§ **Material provided**:
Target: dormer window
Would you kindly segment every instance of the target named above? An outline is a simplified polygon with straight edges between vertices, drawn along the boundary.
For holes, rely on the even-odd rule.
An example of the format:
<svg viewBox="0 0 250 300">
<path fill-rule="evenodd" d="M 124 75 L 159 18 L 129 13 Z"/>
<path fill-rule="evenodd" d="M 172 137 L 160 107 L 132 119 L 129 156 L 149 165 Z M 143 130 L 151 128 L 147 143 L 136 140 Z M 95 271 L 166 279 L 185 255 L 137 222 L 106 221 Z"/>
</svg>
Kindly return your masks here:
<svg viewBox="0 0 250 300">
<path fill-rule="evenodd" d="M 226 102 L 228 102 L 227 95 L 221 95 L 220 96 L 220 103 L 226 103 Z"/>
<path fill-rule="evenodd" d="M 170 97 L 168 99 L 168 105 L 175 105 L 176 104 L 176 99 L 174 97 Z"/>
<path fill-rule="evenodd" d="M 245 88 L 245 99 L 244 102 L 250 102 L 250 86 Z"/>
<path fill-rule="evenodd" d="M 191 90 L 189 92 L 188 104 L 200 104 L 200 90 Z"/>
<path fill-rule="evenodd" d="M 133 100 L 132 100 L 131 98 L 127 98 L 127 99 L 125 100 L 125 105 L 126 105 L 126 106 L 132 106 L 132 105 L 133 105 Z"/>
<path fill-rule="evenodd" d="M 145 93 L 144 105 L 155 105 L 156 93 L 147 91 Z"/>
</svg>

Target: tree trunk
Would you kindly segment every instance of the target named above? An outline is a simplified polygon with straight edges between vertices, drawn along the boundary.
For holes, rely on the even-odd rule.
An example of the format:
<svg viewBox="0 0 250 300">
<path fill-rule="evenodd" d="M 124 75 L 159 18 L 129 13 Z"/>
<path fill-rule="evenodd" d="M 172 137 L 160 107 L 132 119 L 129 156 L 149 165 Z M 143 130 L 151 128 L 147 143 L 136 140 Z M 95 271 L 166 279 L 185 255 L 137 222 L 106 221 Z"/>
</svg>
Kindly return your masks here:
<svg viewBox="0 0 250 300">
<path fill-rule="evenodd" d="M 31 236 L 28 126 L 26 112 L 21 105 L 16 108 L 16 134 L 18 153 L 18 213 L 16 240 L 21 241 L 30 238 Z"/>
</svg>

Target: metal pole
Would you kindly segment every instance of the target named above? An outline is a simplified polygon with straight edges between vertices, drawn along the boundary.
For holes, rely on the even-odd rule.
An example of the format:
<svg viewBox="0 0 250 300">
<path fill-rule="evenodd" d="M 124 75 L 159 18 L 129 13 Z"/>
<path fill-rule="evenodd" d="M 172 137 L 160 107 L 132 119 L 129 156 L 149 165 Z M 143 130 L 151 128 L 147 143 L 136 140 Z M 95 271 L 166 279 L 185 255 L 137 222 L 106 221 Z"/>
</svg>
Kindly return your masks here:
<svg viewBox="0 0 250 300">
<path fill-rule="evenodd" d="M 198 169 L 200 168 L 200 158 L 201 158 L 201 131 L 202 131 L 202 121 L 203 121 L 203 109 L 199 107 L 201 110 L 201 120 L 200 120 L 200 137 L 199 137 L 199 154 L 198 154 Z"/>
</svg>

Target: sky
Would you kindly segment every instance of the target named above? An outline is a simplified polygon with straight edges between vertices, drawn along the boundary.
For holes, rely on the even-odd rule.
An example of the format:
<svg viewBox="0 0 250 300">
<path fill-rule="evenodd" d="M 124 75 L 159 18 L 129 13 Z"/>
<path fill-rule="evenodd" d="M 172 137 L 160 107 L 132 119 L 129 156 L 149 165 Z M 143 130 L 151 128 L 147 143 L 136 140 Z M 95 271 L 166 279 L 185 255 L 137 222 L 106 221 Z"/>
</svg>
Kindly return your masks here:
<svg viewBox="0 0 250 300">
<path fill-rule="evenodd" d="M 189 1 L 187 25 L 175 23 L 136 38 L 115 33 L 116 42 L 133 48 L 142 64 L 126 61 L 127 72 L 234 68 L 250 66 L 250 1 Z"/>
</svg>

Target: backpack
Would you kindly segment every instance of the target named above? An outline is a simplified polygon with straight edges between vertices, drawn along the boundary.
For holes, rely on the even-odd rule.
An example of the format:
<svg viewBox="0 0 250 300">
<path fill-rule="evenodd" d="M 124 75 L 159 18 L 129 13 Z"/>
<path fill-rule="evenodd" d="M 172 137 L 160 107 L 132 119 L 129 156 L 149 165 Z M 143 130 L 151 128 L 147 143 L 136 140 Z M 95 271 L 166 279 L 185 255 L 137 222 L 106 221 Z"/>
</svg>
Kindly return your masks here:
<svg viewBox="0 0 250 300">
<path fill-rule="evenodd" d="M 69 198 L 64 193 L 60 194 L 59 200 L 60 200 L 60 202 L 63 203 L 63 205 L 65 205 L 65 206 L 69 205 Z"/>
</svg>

§ **Instructions for the task**: Each record above needs to be set down again, word for word.

§ **Answer section**:
Target: dormer window
Would you kindly segment every instance of the target named above? An outline is a simplified polygon with straight edges between vertices, drawn along the boundary.
For holes, rely on the even-odd rule.
An example of the format:
<svg viewBox="0 0 250 300">
<path fill-rule="evenodd" d="M 124 75 L 159 18 L 129 13 Z"/>
<path fill-rule="evenodd" d="M 172 137 L 160 107 L 132 119 L 129 156 L 149 165 Z M 143 130 L 151 128 L 147 143 L 136 140 Z M 95 271 L 166 279 L 185 255 L 137 222 L 106 221 Z"/>
</svg>
Kindly return your masks here:
<svg viewBox="0 0 250 300">
<path fill-rule="evenodd" d="M 226 102 L 228 102 L 227 95 L 221 95 L 220 96 L 220 103 L 226 103 Z"/>
<path fill-rule="evenodd" d="M 170 97 L 168 99 L 168 105 L 175 105 L 176 104 L 176 99 L 174 97 Z"/>
<path fill-rule="evenodd" d="M 245 88 L 245 99 L 244 102 L 250 102 L 250 86 Z"/>
<path fill-rule="evenodd" d="M 191 90 L 189 92 L 188 104 L 200 104 L 200 90 Z"/>
<path fill-rule="evenodd" d="M 133 100 L 132 100 L 131 98 L 127 98 L 127 99 L 125 100 L 125 105 L 126 105 L 126 106 L 132 106 L 132 105 L 133 105 Z"/>
<path fill-rule="evenodd" d="M 145 93 L 144 105 L 155 105 L 156 93 L 147 91 Z"/>
</svg>

Target: tree trunk
Would you kindly segment every instance of the target named above? An outline is a simplified polygon with straight edges between vertices, drawn along the boundary.
For holes, rely on the even-odd rule.
An example of the format:
<svg viewBox="0 0 250 300">
<path fill-rule="evenodd" d="M 124 75 L 159 18 L 129 13 Z"/>
<path fill-rule="evenodd" d="M 172 137 L 160 107 L 132 119 L 129 156 L 149 165 Z M 143 130 L 151 128 L 147 143 L 136 140 Z M 95 271 L 166 279 L 185 255 L 137 222 L 106 221 Z"/>
</svg>
Kindly return your masks here:
<svg viewBox="0 0 250 300">
<path fill-rule="evenodd" d="M 31 236 L 28 126 L 26 112 L 21 105 L 16 108 L 16 134 L 18 153 L 18 213 L 16 240 L 21 241 L 30 238 Z"/>
</svg>

Target: metal pole
Would you kindly segment every instance of the target named above? An outline is a simplified polygon with straight edges between vertices, drawn along the boundary.
For holes, rely on the even-odd rule.
An example of the format:
<svg viewBox="0 0 250 300">
<path fill-rule="evenodd" d="M 124 75 L 159 18 L 129 13 Z"/>
<path fill-rule="evenodd" d="M 172 137 L 160 107 L 132 119 L 129 156 L 149 165 Z M 143 130 L 151 128 L 147 143 L 136 140 Z M 95 271 L 166 279 L 185 255 L 137 222 L 106 221 Z"/>
</svg>
Kindly return your masks here:
<svg viewBox="0 0 250 300">
<path fill-rule="evenodd" d="M 198 169 L 200 168 L 200 158 L 201 158 L 201 131 L 202 131 L 202 121 L 203 121 L 203 109 L 199 107 L 201 110 L 201 120 L 200 120 L 200 137 L 199 137 L 199 154 L 198 154 Z"/>
</svg>

Target: sky
Would you kindly segment every instance of the target named above? An outline is a simplified polygon with straight edges between vertices, drawn along the boundary.
For holes, rely on the even-odd rule.
An example of the format:
<svg viewBox="0 0 250 300">
<path fill-rule="evenodd" d="M 124 75 L 159 18 L 129 13 Z"/>
<path fill-rule="evenodd" d="M 172 137 L 160 107 L 132 119 L 129 156 L 149 165 Z M 143 130 L 151 128 L 147 143 L 136 140 Z M 95 271 L 166 279 L 185 255 L 137 222 L 106 221 Z"/>
</svg>
Kindly return your masks here:
<svg viewBox="0 0 250 300">
<path fill-rule="evenodd" d="M 189 1 L 187 25 L 175 23 L 136 38 L 115 33 L 116 42 L 133 48 L 142 64 L 126 61 L 127 72 L 234 68 L 250 66 L 250 1 Z"/>
</svg>

Target: backpack
Would you kindly segment every instance of the target named above? An outline is a simplified polygon with straight edges between vertices, drawn along the boundary.
For holes, rely on the even-odd rule.
An example of the format:
<svg viewBox="0 0 250 300">
<path fill-rule="evenodd" d="M 124 75 L 159 18 L 129 13 Z"/>
<path fill-rule="evenodd" d="M 172 137 L 160 107 L 132 119 L 129 156 L 149 165 Z M 143 130 L 151 128 L 147 143 L 136 140 Z M 95 271 L 166 279 L 185 255 L 137 222 L 106 221 Z"/>
</svg>
Kindly return your masks here:
<svg viewBox="0 0 250 300">
<path fill-rule="evenodd" d="M 69 198 L 64 193 L 60 194 L 59 200 L 60 200 L 60 202 L 63 203 L 63 205 L 65 205 L 65 206 L 69 205 Z"/>
</svg>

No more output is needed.